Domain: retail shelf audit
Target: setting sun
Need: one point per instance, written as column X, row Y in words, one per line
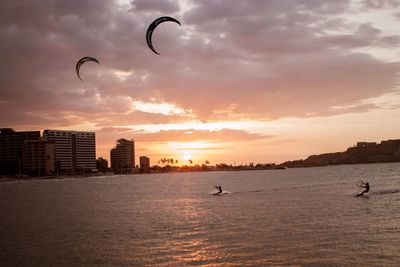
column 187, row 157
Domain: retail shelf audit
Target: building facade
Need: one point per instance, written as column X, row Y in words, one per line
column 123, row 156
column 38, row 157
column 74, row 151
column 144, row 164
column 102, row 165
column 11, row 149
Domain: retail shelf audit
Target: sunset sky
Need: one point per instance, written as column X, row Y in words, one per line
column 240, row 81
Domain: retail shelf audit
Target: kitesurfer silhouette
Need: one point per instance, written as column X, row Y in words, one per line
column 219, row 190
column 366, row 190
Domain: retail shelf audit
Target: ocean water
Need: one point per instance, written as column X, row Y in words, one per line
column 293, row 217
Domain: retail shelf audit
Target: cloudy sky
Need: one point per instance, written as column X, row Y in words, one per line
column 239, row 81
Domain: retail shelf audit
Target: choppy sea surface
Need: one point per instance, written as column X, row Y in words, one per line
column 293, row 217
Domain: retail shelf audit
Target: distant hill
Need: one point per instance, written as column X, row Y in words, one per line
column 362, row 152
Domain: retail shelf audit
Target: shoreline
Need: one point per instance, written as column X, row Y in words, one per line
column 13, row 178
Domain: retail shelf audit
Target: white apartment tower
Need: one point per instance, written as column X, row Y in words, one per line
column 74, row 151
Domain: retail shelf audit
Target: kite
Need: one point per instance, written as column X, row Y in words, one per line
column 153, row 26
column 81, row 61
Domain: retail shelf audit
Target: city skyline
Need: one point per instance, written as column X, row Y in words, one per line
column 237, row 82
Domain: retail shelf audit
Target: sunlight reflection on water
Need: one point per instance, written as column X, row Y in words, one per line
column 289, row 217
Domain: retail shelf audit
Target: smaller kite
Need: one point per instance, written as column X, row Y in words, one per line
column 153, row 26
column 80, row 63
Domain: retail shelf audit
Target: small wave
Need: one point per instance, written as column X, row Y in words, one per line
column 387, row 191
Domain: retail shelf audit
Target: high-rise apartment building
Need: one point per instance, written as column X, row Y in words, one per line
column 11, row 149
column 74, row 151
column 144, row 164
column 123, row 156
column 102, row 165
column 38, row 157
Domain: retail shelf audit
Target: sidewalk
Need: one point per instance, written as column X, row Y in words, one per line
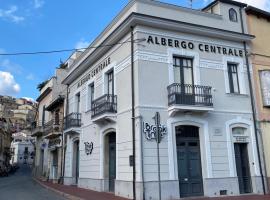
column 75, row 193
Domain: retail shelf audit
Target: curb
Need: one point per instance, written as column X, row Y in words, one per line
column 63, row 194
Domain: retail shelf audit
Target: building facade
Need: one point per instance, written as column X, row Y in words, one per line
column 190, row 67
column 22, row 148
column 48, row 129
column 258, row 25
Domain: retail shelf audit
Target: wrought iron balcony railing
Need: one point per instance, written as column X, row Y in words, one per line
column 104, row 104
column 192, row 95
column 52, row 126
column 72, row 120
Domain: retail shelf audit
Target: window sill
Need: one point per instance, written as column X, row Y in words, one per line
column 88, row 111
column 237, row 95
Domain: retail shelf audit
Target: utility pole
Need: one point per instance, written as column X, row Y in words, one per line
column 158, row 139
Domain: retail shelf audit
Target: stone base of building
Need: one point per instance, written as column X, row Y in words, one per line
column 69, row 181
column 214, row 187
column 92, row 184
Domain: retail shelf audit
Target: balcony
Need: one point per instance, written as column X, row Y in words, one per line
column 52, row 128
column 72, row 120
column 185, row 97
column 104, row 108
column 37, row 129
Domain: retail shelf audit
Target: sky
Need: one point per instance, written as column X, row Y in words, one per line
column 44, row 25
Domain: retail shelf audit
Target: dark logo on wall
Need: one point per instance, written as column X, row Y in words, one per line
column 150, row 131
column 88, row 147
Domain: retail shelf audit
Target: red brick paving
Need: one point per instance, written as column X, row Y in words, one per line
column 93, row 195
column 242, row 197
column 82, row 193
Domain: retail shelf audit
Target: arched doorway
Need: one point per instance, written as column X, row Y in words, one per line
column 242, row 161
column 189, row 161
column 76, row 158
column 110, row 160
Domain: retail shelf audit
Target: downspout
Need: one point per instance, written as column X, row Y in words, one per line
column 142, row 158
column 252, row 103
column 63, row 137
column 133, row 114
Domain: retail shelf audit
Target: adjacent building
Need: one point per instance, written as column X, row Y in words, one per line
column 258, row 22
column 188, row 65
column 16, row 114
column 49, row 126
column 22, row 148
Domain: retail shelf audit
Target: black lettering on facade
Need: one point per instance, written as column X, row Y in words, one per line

__Task to complete__
Output, line for line and exactly, the records above from their first line through the one with "Target: ocean water", both ends included, but no pictures.

__Written reply__
Domain: retail shelf audit
Target: setting sun
Need: one point per instance, written as column X, row Y in words, one per line
column 187, row 157
Domain: retail shelf audit
Target: building facade
Need: one point per instance, written as column X, row Y in words, one per line
column 123, row 156
column 38, row 157
column 74, row 151
column 144, row 164
column 102, row 165
column 11, row 149
Domain: retail shelf audit
Target: sunset sky
Need: one point per instance, written as column X, row Y in words, one per line
column 240, row 81
Domain: retail shelf audit
Target: kitesurfer silhouette
Need: one point per instance, written as column X, row Y in words, one per line
column 219, row 190
column 366, row 190
Domain: retail shelf audit
Target: ocean water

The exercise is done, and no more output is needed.